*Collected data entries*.
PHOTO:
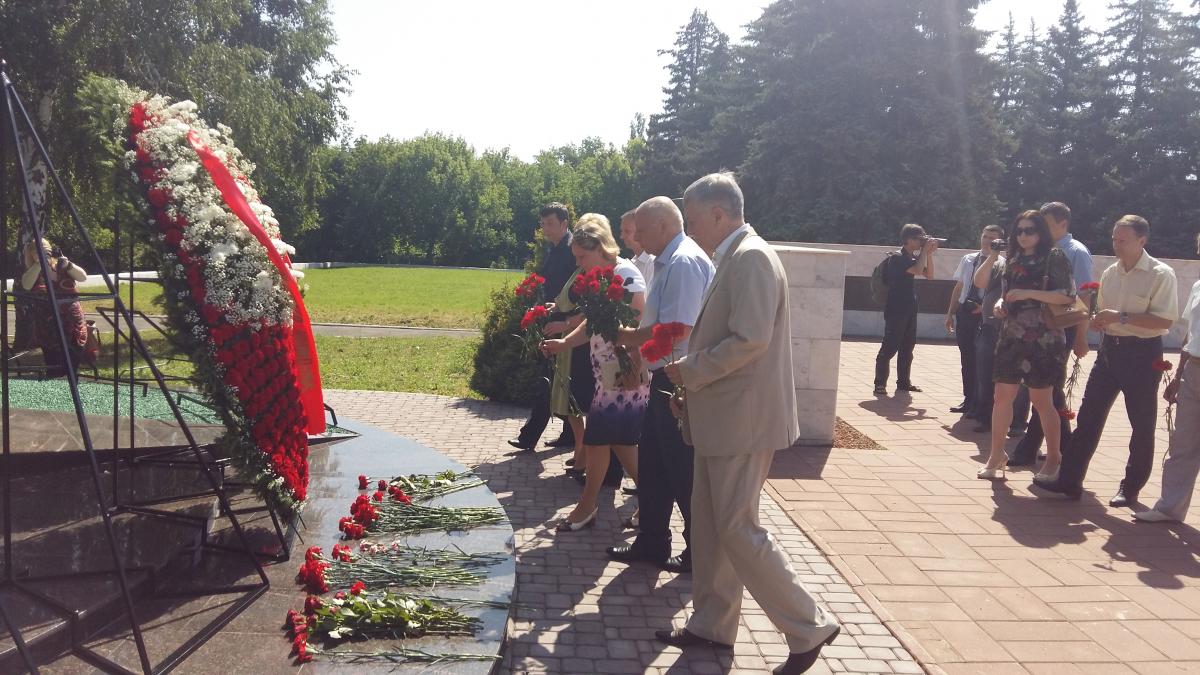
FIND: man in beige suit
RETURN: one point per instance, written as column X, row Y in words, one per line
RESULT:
column 739, row 408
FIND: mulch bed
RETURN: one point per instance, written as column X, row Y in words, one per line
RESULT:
column 846, row 436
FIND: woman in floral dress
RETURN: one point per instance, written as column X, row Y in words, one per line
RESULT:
column 1029, row 352
column 618, row 402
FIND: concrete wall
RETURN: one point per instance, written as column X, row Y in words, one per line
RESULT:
column 816, row 288
column 862, row 322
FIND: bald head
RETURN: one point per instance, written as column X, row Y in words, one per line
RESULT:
column 658, row 222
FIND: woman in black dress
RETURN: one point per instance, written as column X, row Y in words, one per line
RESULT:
column 1029, row 352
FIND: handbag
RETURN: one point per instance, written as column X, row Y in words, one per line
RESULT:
column 1062, row 316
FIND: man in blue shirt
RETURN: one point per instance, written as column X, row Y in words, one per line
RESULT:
column 682, row 274
column 1057, row 216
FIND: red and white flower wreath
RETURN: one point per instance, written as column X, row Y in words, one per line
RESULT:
column 225, row 297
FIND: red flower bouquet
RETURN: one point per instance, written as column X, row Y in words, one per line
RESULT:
column 607, row 305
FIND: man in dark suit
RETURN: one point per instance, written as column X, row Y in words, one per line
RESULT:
column 557, row 267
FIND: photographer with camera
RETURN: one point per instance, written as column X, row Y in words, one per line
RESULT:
column 899, row 272
column 965, row 316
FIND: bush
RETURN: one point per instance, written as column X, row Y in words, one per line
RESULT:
column 503, row 369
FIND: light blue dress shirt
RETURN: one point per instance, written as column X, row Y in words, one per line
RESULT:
column 682, row 274
column 1079, row 257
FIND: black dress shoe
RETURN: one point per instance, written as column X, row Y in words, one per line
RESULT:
column 676, row 565
column 1122, row 499
column 801, row 662
column 684, row 638
column 1057, row 488
column 628, row 555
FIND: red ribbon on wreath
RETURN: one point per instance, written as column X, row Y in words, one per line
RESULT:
column 307, row 370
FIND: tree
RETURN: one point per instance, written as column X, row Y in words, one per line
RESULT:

*Aim of the task*.
Reproduce the records word for word, please, from their first line up to and including the line that contains "FIND: light blue dress shirt", but no pictures.

*Answer to this task*.
PHOTO:
FIND: man in beige suit
RETURN: one point per instance, written as column X, row Y in words, one per line
RESULT:
column 739, row 408
FIND: mulch bed
RETURN: one point per instance, written as column X, row Y in words, one per line
RESULT:
column 846, row 436
FIND: woman in floral dress
RETURN: one point per instance, written as column X, row Y in words, one per line
RESULT:
column 1029, row 352
column 618, row 402
FIND: concrete wall
RETURN: one point per instance, written as column X, row Y in words, one per line
RESULT:
column 816, row 288
column 862, row 322
FIND: bald head
RETURN: one point per instance, written as column X, row Y in words, one per line
RESULT:
column 658, row 222
FIND: woman in black dress
RETURN: one point per instance, written as column X, row Y in words, one per line
RESULT:
column 1029, row 352
FIND: handbag
RETURN: one point per instance, written as column X, row Y in words, one per line
RESULT:
column 1062, row 316
FIND: man in blue shirt
RETURN: one point per instance, written as column X, row Y in words, one per line
RESULT:
column 682, row 274
column 1057, row 216
FIND: red and white flower wreath
RETURN: one point per instance, written as column X, row Y in words, one per line
RESULT:
column 225, row 297
FIND: red flower bouquet
RETURN: one point per instance, written as column X, row Y in words, one per line
RESULT:
column 607, row 305
FIND: man in dark suit
RETURN: one point per instance, written as column X, row Y in words, one per line
RESULT:
column 557, row 267
FIND: photographer with camera
RETURN: one point per instance, written as column X, row Y in words, one per line
RESULT:
column 899, row 272
column 965, row 316
FIND: bush
RETURN: one point per instance, written as column X, row Y in words, one per line
RESULT:
column 503, row 369
FIND: light blue dress shirt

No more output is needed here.